Aim of the exercise
Reproduce everything from the line containing "--target vegetation clump" down to the end of the data, both ends included, and multiply each polygon coordinate in the answers by 1.75, rounding to whole numbers with halves rounded up. Leave the pictures out, and keep the requests and their format samples unchanged.
◆ ◆ ◆ ◆ ◆
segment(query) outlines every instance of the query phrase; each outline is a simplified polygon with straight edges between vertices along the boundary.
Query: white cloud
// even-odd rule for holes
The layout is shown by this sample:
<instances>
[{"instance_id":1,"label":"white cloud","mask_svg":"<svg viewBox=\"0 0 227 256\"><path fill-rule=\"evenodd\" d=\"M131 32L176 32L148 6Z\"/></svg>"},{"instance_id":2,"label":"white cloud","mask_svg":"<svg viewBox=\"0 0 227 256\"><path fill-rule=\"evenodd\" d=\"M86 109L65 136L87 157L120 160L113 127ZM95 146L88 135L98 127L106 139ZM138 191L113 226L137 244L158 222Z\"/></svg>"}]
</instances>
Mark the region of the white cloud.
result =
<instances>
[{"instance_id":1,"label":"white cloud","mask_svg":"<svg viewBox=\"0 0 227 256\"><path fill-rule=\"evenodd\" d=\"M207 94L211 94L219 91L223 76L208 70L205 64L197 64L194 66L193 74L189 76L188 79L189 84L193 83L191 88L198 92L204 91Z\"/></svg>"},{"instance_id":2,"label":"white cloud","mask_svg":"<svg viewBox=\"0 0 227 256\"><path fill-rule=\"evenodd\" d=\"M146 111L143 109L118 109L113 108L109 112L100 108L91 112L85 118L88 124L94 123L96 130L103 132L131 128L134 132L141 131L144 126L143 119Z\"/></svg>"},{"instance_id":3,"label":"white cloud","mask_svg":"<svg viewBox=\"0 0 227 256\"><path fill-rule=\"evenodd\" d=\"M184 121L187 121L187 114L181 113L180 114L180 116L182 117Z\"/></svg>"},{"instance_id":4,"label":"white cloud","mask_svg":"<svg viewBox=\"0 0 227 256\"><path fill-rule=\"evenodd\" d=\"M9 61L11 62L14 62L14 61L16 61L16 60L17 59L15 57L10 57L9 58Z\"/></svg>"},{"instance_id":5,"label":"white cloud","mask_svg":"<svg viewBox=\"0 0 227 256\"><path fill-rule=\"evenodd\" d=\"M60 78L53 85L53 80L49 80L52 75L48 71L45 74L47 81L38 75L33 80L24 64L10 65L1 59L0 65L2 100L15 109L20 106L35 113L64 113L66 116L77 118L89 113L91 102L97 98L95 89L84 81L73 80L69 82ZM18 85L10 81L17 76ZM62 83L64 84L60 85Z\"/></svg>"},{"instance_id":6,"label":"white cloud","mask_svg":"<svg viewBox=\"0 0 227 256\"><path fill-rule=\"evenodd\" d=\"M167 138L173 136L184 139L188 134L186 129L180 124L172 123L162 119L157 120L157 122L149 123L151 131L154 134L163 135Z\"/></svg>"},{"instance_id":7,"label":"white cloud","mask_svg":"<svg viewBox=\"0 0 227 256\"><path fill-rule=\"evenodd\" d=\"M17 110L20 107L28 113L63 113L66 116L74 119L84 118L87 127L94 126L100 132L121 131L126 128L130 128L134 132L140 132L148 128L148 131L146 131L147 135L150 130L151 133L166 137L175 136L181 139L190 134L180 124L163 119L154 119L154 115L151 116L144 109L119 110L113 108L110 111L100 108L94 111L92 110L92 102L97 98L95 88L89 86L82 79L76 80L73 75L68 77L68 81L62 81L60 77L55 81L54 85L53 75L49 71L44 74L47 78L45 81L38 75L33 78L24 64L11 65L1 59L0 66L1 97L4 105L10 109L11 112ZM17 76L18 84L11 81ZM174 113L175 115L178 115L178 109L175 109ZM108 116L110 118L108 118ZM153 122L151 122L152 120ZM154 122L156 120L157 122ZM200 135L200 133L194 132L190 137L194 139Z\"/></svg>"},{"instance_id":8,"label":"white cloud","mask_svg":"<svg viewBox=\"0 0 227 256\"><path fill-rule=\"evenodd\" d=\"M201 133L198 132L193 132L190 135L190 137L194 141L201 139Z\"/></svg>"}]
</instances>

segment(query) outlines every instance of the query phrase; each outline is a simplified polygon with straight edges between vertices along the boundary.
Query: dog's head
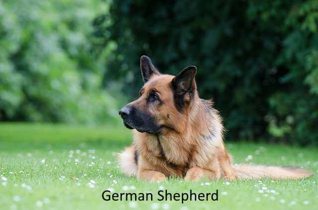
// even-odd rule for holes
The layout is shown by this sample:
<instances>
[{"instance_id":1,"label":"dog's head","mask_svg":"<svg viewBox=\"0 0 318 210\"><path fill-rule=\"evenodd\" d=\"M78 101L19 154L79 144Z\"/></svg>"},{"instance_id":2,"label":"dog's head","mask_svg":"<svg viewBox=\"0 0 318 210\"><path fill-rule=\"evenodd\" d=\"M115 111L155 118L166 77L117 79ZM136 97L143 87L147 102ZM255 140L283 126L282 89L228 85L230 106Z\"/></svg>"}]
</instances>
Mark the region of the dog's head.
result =
<instances>
[{"instance_id":1,"label":"dog's head","mask_svg":"<svg viewBox=\"0 0 318 210\"><path fill-rule=\"evenodd\" d=\"M196 67L187 67L175 76L163 74L146 56L140 59L140 67L145 84L139 98L119 111L124 125L149 134L177 131L187 118L197 94Z\"/></svg>"}]
</instances>

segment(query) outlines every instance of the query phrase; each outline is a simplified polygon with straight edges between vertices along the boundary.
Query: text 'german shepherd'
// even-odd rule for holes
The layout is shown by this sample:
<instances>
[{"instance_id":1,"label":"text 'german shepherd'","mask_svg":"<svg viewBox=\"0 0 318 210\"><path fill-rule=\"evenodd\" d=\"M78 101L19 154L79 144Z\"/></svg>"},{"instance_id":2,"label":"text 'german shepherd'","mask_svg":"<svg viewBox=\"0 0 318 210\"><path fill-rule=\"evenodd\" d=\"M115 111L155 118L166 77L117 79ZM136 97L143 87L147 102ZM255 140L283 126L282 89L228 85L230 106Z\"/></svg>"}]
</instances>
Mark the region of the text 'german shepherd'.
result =
<instances>
[{"instance_id":1,"label":"text 'german shepherd'","mask_svg":"<svg viewBox=\"0 0 318 210\"><path fill-rule=\"evenodd\" d=\"M176 76L162 74L145 56L140 66L145 81L140 97L119 111L125 126L135 129L132 145L119 154L126 174L153 181L166 177L297 179L313 174L299 168L232 165L221 118L211 100L199 97L196 67Z\"/></svg>"}]
</instances>

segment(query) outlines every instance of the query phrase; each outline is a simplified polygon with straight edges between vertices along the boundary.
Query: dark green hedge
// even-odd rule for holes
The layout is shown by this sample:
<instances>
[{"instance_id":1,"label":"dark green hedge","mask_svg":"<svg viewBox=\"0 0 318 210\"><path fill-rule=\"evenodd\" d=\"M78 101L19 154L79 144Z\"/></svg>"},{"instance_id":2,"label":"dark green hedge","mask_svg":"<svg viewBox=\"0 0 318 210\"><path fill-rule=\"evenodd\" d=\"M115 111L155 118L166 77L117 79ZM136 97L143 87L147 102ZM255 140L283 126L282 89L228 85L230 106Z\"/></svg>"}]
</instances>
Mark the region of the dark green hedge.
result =
<instances>
[{"instance_id":1,"label":"dark green hedge","mask_svg":"<svg viewBox=\"0 0 318 210\"><path fill-rule=\"evenodd\" d=\"M117 48L104 82L136 97L139 58L164 73L198 67L227 139L318 144L318 1L114 1L95 35Z\"/></svg>"}]
</instances>

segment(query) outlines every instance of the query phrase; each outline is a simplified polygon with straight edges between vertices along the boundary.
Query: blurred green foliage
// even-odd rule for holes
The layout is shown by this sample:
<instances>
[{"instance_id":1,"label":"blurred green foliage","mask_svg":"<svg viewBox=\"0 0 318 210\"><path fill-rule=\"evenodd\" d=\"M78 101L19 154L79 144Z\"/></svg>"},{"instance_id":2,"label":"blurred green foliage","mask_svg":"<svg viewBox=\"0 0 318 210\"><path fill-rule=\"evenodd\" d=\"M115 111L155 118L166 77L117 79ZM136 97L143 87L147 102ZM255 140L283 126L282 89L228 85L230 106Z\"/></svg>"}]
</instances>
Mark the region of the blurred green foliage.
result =
<instances>
[{"instance_id":1,"label":"blurred green foliage","mask_svg":"<svg viewBox=\"0 0 318 210\"><path fill-rule=\"evenodd\" d=\"M316 0L122 0L94 26L116 42L104 82L125 81L137 96L144 54L163 73L196 65L227 139L318 145L318 22Z\"/></svg>"},{"instance_id":2,"label":"blurred green foliage","mask_svg":"<svg viewBox=\"0 0 318 210\"><path fill-rule=\"evenodd\" d=\"M0 121L95 123L117 116L94 50L101 0L0 1Z\"/></svg>"}]
</instances>

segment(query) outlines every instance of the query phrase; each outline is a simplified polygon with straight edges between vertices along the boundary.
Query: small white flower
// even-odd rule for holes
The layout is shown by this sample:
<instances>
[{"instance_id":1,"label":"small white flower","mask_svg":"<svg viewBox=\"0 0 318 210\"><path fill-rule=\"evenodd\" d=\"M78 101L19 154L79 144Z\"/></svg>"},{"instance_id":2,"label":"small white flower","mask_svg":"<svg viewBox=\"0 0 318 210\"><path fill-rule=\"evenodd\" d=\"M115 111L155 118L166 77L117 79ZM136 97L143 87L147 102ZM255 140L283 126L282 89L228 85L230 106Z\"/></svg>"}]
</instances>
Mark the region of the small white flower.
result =
<instances>
[{"instance_id":1,"label":"small white flower","mask_svg":"<svg viewBox=\"0 0 318 210\"><path fill-rule=\"evenodd\" d=\"M87 187L88 187L90 188L94 188L94 187L95 187L94 184L92 184L90 182L88 182L86 185Z\"/></svg>"},{"instance_id":2,"label":"small white flower","mask_svg":"<svg viewBox=\"0 0 318 210\"><path fill-rule=\"evenodd\" d=\"M44 204L49 204L50 203L50 199L48 198L44 198L44 199L43 199L43 202L44 203Z\"/></svg>"},{"instance_id":3,"label":"small white flower","mask_svg":"<svg viewBox=\"0 0 318 210\"><path fill-rule=\"evenodd\" d=\"M114 188L107 188L107 190L109 191L111 193L112 193L113 192L115 191L115 190L114 190Z\"/></svg>"},{"instance_id":4,"label":"small white flower","mask_svg":"<svg viewBox=\"0 0 318 210\"><path fill-rule=\"evenodd\" d=\"M16 201L17 202L21 201L21 198L18 196L13 196L13 201Z\"/></svg>"},{"instance_id":5,"label":"small white flower","mask_svg":"<svg viewBox=\"0 0 318 210\"><path fill-rule=\"evenodd\" d=\"M138 206L138 204L137 203L137 202L129 202L129 204L128 205L128 206L129 206L129 207L132 209L135 209Z\"/></svg>"},{"instance_id":6,"label":"small white flower","mask_svg":"<svg viewBox=\"0 0 318 210\"><path fill-rule=\"evenodd\" d=\"M151 204L151 208L153 210L158 210L159 209L159 204L158 203L154 203Z\"/></svg>"},{"instance_id":7,"label":"small white flower","mask_svg":"<svg viewBox=\"0 0 318 210\"><path fill-rule=\"evenodd\" d=\"M168 204L163 204L162 206L162 209L164 210L168 210L170 209L170 206Z\"/></svg>"},{"instance_id":8,"label":"small white flower","mask_svg":"<svg viewBox=\"0 0 318 210\"><path fill-rule=\"evenodd\" d=\"M42 207L43 206L43 203L41 201L38 201L35 202L35 205L38 207Z\"/></svg>"}]
</instances>

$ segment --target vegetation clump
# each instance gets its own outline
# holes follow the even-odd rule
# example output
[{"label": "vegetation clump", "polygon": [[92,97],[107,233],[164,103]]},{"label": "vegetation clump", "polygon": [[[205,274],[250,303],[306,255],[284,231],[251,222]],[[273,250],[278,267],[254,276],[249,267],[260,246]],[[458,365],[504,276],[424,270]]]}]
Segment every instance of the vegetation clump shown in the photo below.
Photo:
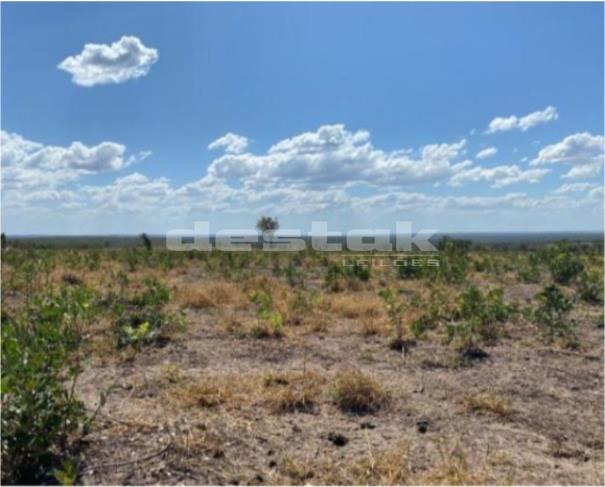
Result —
[{"label": "vegetation clump", "polygon": [[574,338],[576,323],[568,316],[574,306],[573,299],[566,298],[556,285],[550,285],[542,290],[538,300],[540,304],[533,314],[547,338]]},{"label": "vegetation clump", "polygon": [[332,397],[342,411],[354,414],[375,413],[389,400],[389,395],[378,382],[356,369],[336,376]]},{"label": "vegetation clump", "polygon": [[96,316],[84,287],[32,299],[2,317],[2,481],[49,482],[92,416],[75,395],[82,328]]}]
◆ ◆ ◆ ◆ ◆
Task solution
$ segment --target vegetation clump
# each instance gets its own outline
# holes follow the even-odd rule
# example output
[{"label": "vegetation clump", "polygon": [[92,97],[107,233],[164,103]]},{"label": "vegetation clump", "polygon": [[[205,274],[250,303],[306,255],[284,231],[251,222]],[[273,250],[278,267],[254,276],[249,267],[260,246]],[[458,365],[504,276],[424,270]]]}]
Segment every instance of the vegetation clump shown in the photo below.
Photo:
Result —
[{"label": "vegetation clump", "polygon": [[1005,592],[1008,565],[994,553],[1005,536],[1003,523],[991,522],[973,499],[963,499],[949,508],[942,525],[945,532],[933,550],[957,592]]},{"label": "vegetation clump", "polygon": [[581,695],[599,719],[620,725],[656,723],[681,700],[681,691],[662,669],[623,646],[588,658]]},{"label": "vegetation clump", "polygon": [[168,553],[147,502],[56,523],[4,555],[4,842],[86,844],[161,728],[131,691],[144,574]]}]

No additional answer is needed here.